PROBLEM TO SOLVE: Restate word for word the lines of the records below, starting at the line that contains "Give the target" and ending at the line that contains "131H560L565 140L566 210L579", with both of those lines included and nothing else.

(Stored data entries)

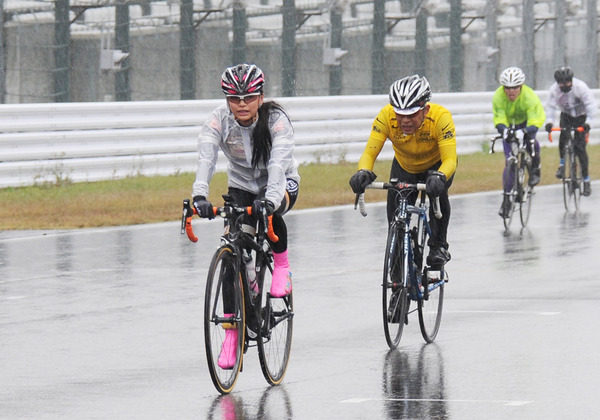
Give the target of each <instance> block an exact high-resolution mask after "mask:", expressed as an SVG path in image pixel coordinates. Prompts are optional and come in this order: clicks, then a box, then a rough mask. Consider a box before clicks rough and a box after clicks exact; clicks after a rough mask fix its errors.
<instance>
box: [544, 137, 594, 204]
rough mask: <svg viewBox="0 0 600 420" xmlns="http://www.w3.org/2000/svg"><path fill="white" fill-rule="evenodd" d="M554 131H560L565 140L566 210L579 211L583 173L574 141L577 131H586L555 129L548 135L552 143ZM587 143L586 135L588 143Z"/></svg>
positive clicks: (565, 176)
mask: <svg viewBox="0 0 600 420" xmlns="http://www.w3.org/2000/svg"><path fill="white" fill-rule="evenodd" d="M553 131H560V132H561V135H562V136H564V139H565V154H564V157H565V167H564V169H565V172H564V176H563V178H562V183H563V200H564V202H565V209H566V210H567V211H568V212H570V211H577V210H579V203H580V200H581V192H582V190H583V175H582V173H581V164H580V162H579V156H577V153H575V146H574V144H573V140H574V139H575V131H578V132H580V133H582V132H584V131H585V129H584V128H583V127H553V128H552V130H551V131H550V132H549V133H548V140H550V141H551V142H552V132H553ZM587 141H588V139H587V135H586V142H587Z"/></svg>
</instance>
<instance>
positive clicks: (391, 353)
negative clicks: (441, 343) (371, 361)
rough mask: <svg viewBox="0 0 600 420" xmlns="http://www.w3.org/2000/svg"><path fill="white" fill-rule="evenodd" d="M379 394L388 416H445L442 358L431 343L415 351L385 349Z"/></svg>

--

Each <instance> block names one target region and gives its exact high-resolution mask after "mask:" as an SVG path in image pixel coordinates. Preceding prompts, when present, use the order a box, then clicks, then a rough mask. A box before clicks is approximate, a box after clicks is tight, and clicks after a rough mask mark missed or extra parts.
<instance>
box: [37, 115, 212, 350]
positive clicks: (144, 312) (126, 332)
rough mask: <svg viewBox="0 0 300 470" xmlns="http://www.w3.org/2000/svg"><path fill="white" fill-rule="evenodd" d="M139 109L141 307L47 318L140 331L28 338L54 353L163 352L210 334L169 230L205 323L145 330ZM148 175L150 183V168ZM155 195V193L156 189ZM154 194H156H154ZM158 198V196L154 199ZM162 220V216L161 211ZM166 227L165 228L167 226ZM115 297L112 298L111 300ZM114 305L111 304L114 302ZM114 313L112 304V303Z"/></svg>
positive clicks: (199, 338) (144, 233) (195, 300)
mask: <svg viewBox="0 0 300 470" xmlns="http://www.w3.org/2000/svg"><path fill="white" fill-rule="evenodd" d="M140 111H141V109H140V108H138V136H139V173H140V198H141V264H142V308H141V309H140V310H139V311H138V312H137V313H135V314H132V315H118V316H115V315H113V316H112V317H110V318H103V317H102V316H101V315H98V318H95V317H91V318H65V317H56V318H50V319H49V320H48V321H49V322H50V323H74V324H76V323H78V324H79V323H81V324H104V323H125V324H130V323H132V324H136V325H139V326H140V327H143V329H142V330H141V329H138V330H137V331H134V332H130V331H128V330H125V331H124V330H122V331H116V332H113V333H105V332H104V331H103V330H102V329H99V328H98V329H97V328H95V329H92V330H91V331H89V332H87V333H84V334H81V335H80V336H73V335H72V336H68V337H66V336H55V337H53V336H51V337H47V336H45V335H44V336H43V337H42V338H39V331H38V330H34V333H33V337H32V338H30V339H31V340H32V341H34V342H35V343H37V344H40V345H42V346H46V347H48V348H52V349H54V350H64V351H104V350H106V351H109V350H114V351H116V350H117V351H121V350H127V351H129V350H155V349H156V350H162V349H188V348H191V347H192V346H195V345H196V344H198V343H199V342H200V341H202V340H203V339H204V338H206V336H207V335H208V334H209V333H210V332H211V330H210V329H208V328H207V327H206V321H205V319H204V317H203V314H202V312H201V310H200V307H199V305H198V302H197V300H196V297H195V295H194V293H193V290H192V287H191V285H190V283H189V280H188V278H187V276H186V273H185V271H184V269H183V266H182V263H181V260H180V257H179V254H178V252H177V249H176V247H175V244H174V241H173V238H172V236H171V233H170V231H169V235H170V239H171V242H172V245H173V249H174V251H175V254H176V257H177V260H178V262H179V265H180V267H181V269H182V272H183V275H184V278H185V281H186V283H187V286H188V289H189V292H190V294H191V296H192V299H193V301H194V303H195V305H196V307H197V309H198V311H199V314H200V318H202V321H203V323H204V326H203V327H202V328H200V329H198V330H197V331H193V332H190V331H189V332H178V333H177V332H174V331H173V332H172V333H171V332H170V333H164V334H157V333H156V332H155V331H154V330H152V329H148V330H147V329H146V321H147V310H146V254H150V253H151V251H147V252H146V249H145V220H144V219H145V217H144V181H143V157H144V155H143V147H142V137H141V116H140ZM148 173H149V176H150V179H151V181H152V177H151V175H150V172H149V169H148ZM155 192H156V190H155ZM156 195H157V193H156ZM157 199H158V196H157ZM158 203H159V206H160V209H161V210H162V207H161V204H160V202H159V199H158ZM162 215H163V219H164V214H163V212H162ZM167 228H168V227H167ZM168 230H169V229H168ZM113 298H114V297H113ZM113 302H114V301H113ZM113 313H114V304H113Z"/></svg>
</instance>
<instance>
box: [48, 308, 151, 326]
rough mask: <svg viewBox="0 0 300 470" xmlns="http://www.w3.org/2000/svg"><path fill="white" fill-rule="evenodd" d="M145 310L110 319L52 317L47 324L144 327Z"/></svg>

--

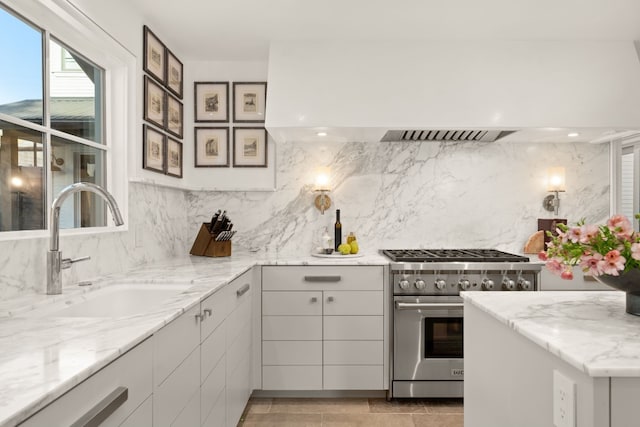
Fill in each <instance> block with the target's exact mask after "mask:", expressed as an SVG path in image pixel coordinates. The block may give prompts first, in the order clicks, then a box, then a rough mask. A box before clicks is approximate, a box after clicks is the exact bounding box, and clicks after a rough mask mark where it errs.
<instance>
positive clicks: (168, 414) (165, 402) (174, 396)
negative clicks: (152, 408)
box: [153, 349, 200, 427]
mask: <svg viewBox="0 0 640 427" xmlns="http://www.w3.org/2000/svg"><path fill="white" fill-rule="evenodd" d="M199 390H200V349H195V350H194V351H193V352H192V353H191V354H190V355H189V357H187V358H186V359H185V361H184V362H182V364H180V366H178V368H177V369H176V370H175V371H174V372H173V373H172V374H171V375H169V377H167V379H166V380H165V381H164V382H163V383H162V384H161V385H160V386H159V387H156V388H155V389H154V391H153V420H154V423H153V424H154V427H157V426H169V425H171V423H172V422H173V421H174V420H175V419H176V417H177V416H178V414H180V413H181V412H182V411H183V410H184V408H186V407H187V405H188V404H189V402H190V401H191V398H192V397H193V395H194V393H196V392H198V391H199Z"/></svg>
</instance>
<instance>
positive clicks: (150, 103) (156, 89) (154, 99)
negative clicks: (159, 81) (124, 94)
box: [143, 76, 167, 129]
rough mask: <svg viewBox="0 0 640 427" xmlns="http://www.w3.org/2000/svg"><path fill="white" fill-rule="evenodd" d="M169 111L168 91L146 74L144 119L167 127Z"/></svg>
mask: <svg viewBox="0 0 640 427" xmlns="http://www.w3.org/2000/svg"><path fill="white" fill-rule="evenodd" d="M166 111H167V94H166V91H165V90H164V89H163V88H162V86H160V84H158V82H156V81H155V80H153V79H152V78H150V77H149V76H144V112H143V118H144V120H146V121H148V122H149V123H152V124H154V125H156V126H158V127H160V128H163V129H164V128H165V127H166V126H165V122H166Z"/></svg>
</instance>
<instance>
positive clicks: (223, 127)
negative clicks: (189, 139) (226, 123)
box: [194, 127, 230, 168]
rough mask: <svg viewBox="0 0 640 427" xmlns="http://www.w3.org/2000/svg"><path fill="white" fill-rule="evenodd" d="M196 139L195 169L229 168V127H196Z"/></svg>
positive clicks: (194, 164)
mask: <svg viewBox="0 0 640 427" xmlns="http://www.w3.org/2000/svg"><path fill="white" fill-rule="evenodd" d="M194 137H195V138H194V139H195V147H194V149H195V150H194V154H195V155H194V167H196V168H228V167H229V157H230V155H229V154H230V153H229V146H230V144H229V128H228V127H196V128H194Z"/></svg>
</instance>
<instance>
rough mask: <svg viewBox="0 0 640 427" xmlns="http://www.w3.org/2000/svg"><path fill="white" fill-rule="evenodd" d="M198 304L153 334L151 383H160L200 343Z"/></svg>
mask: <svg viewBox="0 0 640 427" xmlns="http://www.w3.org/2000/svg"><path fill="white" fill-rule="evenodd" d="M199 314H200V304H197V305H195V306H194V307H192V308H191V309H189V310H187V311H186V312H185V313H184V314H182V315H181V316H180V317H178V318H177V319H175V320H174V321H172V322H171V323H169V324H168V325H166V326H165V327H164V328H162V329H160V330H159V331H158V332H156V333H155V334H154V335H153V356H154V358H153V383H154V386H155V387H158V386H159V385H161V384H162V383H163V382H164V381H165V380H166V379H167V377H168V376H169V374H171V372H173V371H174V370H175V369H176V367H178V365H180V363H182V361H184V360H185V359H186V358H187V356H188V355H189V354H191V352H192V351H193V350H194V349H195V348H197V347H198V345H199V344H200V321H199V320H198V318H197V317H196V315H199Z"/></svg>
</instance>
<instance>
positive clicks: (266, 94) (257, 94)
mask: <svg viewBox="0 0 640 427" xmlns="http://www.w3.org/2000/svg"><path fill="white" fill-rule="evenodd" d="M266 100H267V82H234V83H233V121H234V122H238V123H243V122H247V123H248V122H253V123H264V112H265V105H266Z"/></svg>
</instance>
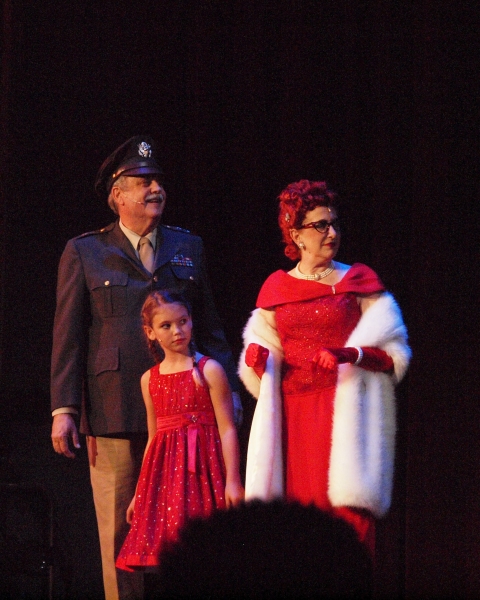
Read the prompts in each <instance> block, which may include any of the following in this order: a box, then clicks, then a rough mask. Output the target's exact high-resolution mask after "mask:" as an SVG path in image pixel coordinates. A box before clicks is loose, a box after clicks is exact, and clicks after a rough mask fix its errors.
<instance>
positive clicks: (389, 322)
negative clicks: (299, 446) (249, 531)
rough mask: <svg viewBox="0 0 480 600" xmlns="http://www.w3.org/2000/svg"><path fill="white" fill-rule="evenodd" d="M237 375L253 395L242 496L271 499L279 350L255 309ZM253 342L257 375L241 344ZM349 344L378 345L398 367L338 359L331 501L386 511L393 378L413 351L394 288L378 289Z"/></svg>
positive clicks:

EXERCISE RESULT:
Give the target of each <instance> block an exact high-resolution mask after "mask:", expressed as an SVG path in image pixel coordinates. Prompts are optional and come in this order: clicks, then a box, then a rough mask. Consider a box before clicks rough and a box after clicks exact; clicks after a rough mask fix its errors.
<instance>
box: [544, 137, 594, 204]
rough mask: <svg viewBox="0 0 600 420" xmlns="http://www.w3.org/2000/svg"><path fill="white" fill-rule="evenodd" d="M554 131H560L565 140L566 210L579 211L583 173L574 141L577 131H586L555 129L548 135L552 143ZM587 143L586 135L588 143Z"/></svg>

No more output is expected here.